Problem A - Rewrite the part of the passage on punishment that opens with the words containing "In addition, there" and closes with "do with education.", putting "retribution" in place of "revenge".
Problem B -
Answer these questions from the passage on punishment:
(i) In the baby example, what does the baby not touch?
(ii) What is the main reason a murder victim's family wants the killer incarcerated?
(iii) What does the text say a machine has no cognition of?
Problem C - Translate this sentence from the passage on punishment into Spanish: "In this case, punishment performs as revenge, and has nothing to do with education."

Passage given -
In the first option, raising to consciousness of a wrong act, is a sort of correction and learning, and so this could be considered as fixing. In the second option, the consciousness already exists and the behaviour changes not as a consequence of learning but because there is fear of the consequences of the actions, that is, fear of the punishment. Just like a baby doesn’t touch the fire not because somebody told him that it is hot, but to avoid suffering, and eventually he has already tried touching that and had an instant punishment.

In addition, there exist another possibility. When a murder take place, the family of the victim don’t want the killer to be incarcerated to avoid it to happen again; they may want it, but this is just a collateral reason. The main one is to make the murderer suffer in a sort of empathy. In this case, punishment performs as revenge, and has nothing to do with education.

Having said that, punishment should be conceived as something that causes distress. In the case of human condition, it is a trivial formulation, since the mental and physical part of us are vulnerable. Applied to humans, deprivation of belongings, necessities or even life have a huge effect on the mental and physical state of the race. On the other hand, implementing a resembling mechanism on machines has not the same effect. If we remove some parts of the mechanical or abstract body of the agent it will never know it, or it will just stop working, not realizing that it did. If we eventually delete the whole software or shut down the machine permanently or temporarily, it will never know, because it has no cognition of time or even of being turned on.

Part of a data file:
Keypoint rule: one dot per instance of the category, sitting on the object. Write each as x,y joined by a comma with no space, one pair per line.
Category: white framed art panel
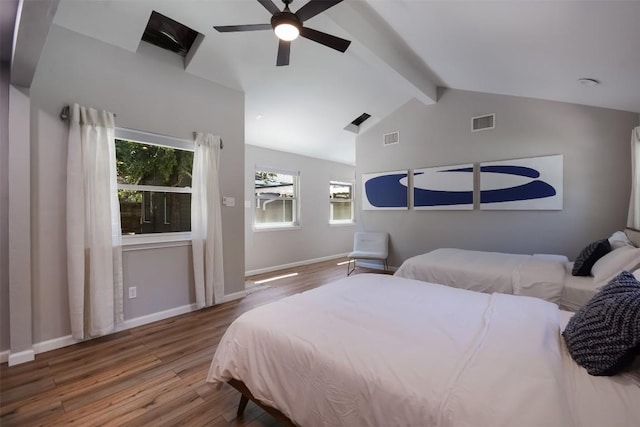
533,183
385,190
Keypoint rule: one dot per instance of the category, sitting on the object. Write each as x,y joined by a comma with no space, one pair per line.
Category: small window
154,186
341,202
276,198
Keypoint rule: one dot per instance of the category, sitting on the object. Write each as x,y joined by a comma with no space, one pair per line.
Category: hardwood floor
150,375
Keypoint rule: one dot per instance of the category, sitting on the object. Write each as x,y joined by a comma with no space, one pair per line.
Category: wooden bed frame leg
242,405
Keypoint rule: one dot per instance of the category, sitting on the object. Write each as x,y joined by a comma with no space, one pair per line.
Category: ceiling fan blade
315,7
250,27
270,6
284,49
326,39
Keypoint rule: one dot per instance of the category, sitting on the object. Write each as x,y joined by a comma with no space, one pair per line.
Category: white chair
367,245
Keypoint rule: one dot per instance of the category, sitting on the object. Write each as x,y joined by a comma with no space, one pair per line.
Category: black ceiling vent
168,34
361,119
354,126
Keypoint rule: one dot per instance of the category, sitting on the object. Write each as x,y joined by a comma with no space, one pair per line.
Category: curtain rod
64,114
195,135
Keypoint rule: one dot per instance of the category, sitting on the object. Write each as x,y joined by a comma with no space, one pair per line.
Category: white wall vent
485,122
391,138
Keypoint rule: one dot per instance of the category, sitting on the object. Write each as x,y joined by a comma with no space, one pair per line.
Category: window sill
155,240
342,224
276,228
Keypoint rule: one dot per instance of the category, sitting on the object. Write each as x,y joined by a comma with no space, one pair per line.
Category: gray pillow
604,335
589,255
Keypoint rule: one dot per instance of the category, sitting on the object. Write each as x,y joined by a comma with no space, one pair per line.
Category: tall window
276,198
341,202
154,184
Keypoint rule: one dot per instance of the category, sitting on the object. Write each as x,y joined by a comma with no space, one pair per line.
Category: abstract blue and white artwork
523,184
386,190
443,188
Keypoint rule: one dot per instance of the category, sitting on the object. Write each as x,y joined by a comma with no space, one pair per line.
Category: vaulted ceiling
401,49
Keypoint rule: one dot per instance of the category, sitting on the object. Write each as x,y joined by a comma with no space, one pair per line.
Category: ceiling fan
288,26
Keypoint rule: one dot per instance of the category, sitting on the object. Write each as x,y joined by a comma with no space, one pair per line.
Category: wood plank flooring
150,375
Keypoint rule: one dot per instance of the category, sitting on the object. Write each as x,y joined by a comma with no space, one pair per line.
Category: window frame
269,226
351,200
165,141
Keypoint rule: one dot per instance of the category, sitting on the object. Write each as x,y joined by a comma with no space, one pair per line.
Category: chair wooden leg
242,405
349,269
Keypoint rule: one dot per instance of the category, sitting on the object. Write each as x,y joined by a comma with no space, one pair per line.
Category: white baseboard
374,265
21,357
293,264
56,343
234,296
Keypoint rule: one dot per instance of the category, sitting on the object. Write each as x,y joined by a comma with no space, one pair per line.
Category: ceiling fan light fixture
287,31
286,25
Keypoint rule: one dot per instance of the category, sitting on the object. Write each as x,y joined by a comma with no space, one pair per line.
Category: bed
380,350
549,277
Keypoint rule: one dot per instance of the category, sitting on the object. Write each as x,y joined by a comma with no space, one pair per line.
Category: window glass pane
275,198
340,191
341,211
270,184
145,164
341,199
144,212
274,211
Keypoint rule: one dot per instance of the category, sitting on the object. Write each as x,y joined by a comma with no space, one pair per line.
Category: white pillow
619,239
624,258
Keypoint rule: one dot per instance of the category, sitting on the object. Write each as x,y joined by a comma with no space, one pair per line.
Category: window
154,183
341,202
276,198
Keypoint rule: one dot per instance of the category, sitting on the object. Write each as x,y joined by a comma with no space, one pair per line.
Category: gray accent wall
316,238
595,143
149,91
4,206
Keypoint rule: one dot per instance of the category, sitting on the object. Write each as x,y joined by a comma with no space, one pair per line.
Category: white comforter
539,276
377,350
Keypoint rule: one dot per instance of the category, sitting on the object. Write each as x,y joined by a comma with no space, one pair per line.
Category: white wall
4,206
594,141
315,238
149,91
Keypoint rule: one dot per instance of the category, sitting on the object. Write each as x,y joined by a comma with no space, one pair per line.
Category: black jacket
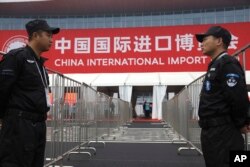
224,91
21,86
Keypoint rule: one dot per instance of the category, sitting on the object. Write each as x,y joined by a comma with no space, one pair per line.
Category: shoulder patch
232,79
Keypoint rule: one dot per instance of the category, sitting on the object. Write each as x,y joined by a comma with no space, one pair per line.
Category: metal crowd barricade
181,112
79,117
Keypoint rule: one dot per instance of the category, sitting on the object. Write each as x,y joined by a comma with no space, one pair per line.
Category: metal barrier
79,117
181,112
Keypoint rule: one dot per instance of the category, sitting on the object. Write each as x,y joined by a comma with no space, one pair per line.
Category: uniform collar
218,57
41,60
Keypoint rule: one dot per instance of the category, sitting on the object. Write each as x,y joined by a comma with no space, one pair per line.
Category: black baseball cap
218,32
36,25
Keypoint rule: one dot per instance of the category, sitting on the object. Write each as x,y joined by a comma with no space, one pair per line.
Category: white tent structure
126,81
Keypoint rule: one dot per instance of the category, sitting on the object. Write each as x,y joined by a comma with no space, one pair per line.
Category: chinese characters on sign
138,49
82,45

Worked answer A -
In addition, there exist another possibility. When a murder take place, the family of the victim don’t want the killer to be incarcerated to avoid it to happen again; they may want it, but this is just a collateral reason. The main one is to make the murderer suffer in a sort of empathy. In this case, punishment performs as retribution, and has nothing to do with education.

Worked answer B -
(i) The fire.
(ii) To make the murderer suffer.
(iii) Time, or even of being turned on.

Worked answer C - En este caso, el castigo funciona como venganza y no tiene nada que ver con la educación.